DOCUMENT TEXT:

________

Now, imagine an application as a shape. It might be an amorphous amoeba-like shape or it might be a very ordered and beautiful snowflake-like shape that could have been created from fractal geometry. The important thing to think about is the ratio of the surface area to the volume of the application. My contention is that most business applications have very little volume. What would constitute volume in a business application would be algorithms or rules about what is allowed and permissible. And while it may first seem that this is the preponderance of what you find when you look at a business application, the truth is far from that.

Typically, 1 or 2% of the code of a traditional business application is devoted to algorithms and/or true business rules. The vast majority is dealing with the surface area itself. To try another analogy, you may think of a business system as very much like a brain, where almost all the cognitive activity occurs on the surface and the interior is devoted to connecting regions of the surface. This goes a long way towards explaining why the surface of the brain is a convoluted and folded structure rather than a smooth organ like a liver.

Returning to our business application, let’s take a simple example of an inventory control system. Let’s say in this example that the algorithms of the application (the “volume”) have to do economic order quantity analysis, in other words, calculate how fast inventory is moving and determine, therefore, how much should be reordered and when. Now, imagine this is a very simple system. The surface area is relatively small compared to the volume and would consist of user interfaces to process receipts, to process issues, perhaps to process adjustments to the inventory, and a resultant inventory listing.

The schema, too, would be simple and, in this case, would have no API. Here is where it becomes interesting. This exact same system, implemented in a very small company with a tiny amount of inventory, would be fairly small and easy to develop and implement. Now take the same system and attempt to implement it in a large company.

The first thing you’ll find is that whatever simplistic arrangement we made for recording where the inventory was would now have to be supplemented with a more codified description, such as bin and location; for an even larger company that has automated robotic picking, we might need a very precise three-dimensional location.

To take it further, a company that stores its inventory in multiple geographic locations must keep track of not only the inventory in each of these locations but also the relative cost and time to move inventory between locations. This is a non-issue in our simplistic implementation.

________

PROBLEM DESCRIPTION:
Transcribe the text on business application design from "The first thing" up to and including "precise three-dimensional location.", keeping every word and punctuation mark unchanged.

GIVEN INFORMATION:
________

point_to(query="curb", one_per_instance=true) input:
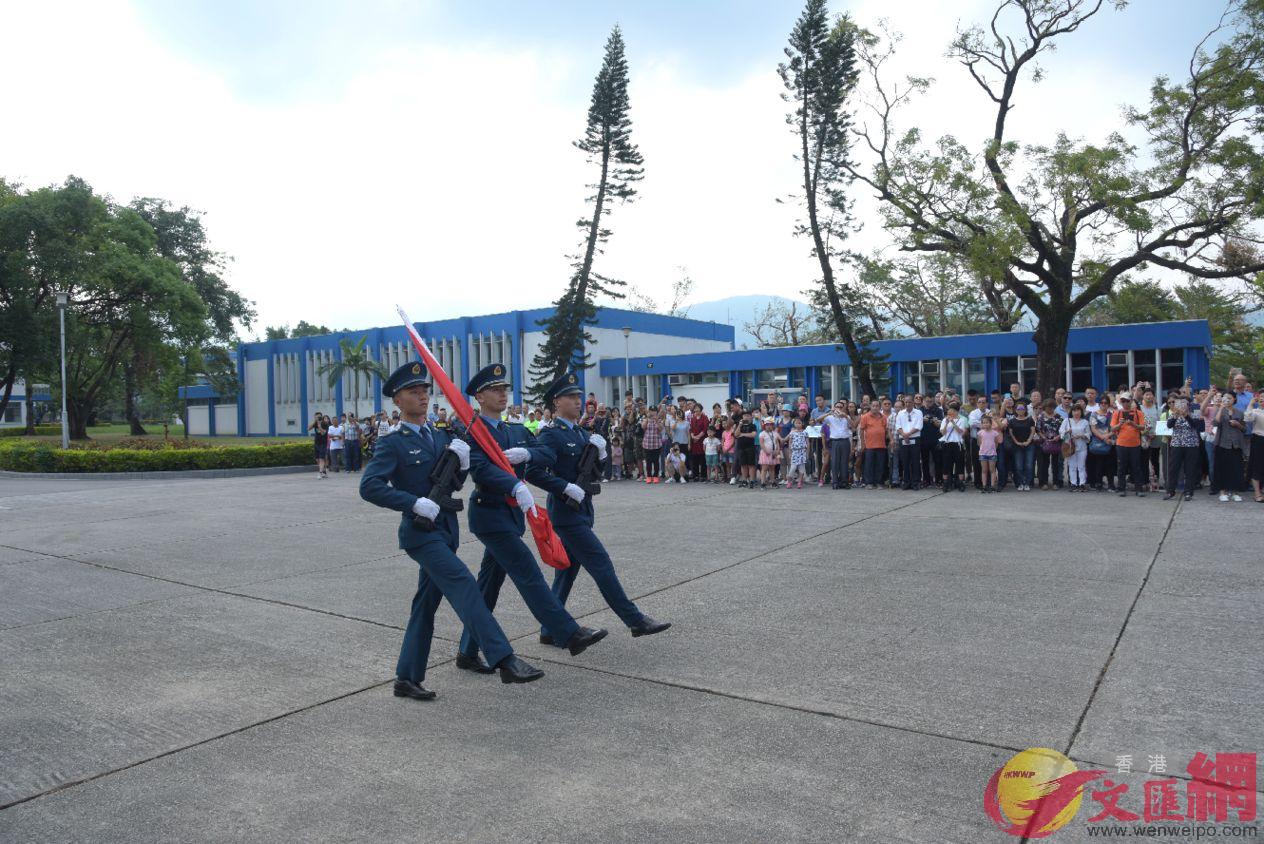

________

THE SOLUTION:
The first thing you’ll find is that whatever simplistic arrangement we made for recording where the inventory was would now have to be supplemented with a more codified description, such as bin and location; for an even larger company that has automated robotic picking, we might need a very precise three-dimensional location.